▶ [Exercise]:
Show only those lines of the entries where the string "racing" is found.

══ Record excerpts

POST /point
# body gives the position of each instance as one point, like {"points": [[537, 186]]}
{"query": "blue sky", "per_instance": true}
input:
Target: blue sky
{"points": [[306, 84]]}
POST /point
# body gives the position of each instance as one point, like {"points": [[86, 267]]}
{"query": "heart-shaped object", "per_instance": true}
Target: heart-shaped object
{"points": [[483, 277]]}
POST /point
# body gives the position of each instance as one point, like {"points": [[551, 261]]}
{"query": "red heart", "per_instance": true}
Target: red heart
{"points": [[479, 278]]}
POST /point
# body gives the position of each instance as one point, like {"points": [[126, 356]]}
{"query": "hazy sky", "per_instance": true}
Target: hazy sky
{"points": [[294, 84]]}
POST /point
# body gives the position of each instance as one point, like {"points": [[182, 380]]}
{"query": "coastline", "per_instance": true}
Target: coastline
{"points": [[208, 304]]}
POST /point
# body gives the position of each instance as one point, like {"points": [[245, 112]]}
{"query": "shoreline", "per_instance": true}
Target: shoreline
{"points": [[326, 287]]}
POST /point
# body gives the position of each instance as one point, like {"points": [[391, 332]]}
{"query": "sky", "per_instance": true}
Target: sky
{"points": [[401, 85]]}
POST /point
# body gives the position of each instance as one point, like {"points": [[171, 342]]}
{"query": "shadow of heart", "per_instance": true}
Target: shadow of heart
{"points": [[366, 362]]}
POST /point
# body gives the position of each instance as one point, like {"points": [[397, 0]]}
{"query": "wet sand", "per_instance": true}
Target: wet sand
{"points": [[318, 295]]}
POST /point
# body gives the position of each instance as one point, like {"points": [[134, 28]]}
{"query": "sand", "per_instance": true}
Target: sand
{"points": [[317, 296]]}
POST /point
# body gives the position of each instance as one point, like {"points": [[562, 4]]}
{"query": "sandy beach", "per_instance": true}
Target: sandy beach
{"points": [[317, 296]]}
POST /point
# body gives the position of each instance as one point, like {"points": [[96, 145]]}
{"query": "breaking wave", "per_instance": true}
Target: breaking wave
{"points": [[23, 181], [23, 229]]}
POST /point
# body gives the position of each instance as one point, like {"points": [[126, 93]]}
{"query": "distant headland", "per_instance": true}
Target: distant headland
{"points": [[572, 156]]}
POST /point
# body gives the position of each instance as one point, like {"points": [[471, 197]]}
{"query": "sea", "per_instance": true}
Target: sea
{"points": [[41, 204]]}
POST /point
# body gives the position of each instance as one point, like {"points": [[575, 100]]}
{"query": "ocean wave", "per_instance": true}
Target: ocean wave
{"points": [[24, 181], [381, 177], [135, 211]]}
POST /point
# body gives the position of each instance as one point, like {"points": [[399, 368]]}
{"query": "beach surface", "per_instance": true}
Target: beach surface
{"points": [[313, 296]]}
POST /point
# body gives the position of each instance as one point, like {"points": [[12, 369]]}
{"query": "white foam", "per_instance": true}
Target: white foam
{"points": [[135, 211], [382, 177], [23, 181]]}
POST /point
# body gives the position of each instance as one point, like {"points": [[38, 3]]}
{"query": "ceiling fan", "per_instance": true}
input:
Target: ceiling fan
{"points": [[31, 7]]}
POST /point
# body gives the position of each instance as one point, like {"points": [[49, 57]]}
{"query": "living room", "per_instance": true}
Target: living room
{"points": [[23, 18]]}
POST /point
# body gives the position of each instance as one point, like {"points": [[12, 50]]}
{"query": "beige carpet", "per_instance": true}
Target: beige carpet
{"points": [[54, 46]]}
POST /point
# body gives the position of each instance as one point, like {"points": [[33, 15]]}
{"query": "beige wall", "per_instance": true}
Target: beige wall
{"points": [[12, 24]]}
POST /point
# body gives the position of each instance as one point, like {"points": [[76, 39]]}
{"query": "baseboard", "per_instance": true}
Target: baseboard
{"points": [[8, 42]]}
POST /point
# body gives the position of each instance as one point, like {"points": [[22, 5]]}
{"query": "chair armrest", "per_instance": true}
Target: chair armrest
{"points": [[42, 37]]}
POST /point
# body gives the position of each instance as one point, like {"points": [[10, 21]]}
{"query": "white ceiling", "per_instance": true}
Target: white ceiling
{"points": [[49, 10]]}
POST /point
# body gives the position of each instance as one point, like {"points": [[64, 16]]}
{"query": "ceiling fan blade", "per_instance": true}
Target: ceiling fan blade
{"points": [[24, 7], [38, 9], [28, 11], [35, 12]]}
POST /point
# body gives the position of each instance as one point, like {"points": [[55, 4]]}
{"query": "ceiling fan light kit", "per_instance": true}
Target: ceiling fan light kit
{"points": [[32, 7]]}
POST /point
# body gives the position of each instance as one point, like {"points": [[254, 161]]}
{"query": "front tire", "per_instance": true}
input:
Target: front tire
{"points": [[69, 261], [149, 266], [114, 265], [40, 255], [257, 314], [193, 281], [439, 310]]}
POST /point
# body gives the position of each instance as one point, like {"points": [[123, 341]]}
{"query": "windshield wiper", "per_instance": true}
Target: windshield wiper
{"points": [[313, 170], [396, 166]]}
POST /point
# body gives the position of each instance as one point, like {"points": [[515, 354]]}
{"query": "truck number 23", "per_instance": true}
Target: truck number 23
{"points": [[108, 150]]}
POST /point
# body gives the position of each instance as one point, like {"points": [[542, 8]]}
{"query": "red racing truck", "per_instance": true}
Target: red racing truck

════

▶ [Your solution]:
{"query": "red racing truck", "per_instance": true}
Target: red racing truck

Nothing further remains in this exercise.